Starting at the line that contains "Where can you spot the hillside?" and continuing through the end of the records, output every line as a JSON list of strings, one string per line, with blank lines omitted.
--- begin The records ---
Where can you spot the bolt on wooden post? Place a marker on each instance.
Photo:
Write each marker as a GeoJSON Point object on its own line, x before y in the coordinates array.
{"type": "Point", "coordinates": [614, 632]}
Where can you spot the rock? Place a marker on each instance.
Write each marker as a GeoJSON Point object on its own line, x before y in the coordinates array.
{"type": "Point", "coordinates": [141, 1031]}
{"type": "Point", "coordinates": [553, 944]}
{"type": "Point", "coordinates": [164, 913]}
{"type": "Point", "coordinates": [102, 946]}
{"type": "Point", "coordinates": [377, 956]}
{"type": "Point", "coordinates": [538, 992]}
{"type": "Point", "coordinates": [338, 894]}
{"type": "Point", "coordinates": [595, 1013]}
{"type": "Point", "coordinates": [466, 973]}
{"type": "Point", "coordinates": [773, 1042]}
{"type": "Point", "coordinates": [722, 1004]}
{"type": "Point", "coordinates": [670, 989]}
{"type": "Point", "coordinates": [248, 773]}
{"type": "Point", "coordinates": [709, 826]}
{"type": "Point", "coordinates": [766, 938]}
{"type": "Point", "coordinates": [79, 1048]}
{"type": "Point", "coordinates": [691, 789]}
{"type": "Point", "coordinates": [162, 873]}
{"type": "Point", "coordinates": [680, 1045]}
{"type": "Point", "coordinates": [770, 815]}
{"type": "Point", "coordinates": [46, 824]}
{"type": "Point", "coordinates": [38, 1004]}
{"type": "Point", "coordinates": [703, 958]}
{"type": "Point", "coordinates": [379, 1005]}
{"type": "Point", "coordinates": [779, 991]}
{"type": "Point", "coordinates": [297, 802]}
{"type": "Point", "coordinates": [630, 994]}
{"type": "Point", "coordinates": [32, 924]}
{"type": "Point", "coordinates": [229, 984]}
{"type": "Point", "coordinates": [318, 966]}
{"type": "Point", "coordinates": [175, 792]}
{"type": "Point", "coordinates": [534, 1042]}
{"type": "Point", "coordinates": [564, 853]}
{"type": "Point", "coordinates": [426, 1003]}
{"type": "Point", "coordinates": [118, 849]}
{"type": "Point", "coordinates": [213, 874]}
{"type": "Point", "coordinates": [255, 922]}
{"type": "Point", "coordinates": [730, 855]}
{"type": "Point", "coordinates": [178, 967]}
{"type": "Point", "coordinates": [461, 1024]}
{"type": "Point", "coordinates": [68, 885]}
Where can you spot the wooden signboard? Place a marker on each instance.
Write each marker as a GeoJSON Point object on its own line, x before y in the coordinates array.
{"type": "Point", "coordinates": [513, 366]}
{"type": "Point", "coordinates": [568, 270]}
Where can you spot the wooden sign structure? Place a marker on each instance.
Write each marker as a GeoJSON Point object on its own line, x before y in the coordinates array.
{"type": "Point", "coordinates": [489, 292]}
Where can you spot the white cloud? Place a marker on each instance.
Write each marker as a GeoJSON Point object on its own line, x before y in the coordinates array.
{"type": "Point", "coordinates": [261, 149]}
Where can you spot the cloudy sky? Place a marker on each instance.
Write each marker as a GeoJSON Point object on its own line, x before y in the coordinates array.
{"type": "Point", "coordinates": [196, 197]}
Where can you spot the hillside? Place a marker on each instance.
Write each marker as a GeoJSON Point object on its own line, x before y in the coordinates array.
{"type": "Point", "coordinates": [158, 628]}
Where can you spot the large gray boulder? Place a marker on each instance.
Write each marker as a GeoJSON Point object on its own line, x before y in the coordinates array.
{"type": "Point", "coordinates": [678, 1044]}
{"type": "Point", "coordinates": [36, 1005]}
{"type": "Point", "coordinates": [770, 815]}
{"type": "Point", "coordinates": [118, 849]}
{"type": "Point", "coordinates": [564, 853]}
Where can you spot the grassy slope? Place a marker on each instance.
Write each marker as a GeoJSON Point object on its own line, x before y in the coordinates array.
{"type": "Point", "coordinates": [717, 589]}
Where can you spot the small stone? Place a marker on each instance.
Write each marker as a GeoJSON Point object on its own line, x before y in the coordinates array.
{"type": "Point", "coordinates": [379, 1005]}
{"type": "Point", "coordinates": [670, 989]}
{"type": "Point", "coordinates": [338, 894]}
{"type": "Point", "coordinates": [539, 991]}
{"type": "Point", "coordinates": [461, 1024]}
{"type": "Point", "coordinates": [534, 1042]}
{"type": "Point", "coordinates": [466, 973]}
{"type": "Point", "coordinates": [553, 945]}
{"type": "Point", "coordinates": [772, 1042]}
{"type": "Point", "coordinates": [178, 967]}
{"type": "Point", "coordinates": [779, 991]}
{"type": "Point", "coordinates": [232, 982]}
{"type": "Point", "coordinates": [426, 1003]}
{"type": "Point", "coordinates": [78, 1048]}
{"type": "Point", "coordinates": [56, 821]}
--- end The records ---
Answer to this problem:
[
  "Where can you spot the hillside? Place a marker on each instance.",
  "Write each marker as a GeoJSON Point object on its own line, x before y in the coordinates array.",
  "{\"type\": \"Point\", \"coordinates\": [158, 628]}",
  "Where can you spot the large gray boulder? Place a marker on each instance.",
  "Write each marker as a GeoJSON Point object on its own line, x before y in the coordinates array.",
  "{\"type\": \"Point\", \"coordinates\": [678, 1044]}",
  "{\"type\": \"Point\", \"coordinates\": [36, 1005]}",
  "{\"type\": \"Point\", \"coordinates\": [770, 815]}",
  "{\"type\": \"Point\", \"coordinates\": [118, 849]}",
  "{\"type\": \"Point\", \"coordinates\": [564, 853]}",
  "Where can you spot the grassy slope? Place a marker on each instance.",
  "Write each marker as a GeoJSON Point object on its own line, x before y in the coordinates array.",
  "{\"type\": \"Point\", \"coordinates\": [717, 589]}",
  "Where can you spot the small stone? Place a marker on each instance.",
  "Write each marker as a GeoJSON Point object on its own line, x before y in the coordinates array.",
  "{\"type\": \"Point\", \"coordinates\": [379, 1005]}",
  "{\"type\": \"Point\", \"coordinates\": [670, 989]}",
  "{\"type\": \"Point\", \"coordinates\": [338, 894]}",
  "{\"type\": \"Point\", \"coordinates\": [539, 991]}",
  "{\"type\": \"Point\", \"coordinates\": [461, 1024]}",
  "{\"type\": \"Point\", \"coordinates\": [534, 1042]}",
  "{\"type\": \"Point\", \"coordinates\": [466, 973]}",
  "{\"type\": \"Point\", \"coordinates\": [553, 945]}",
  "{\"type\": \"Point\", \"coordinates\": [772, 1042]}",
  "{\"type\": \"Point\", \"coordinates\": [178, 967]}",
  "{\"type\": \"Point\", \"coordinates\": [779, 991]}",
  "{\"type\": \"Point\", \"coordinates\": [232, 982]}",
  "{\"type\": \"Point\", \"coordinates\": [426, 1003]}",
  "{\"type\": \"Point\", \"coordinates\": [78, 1048]}",
  "{\"type\": \"Point\", \"coordinates\": [56, 821]}"
]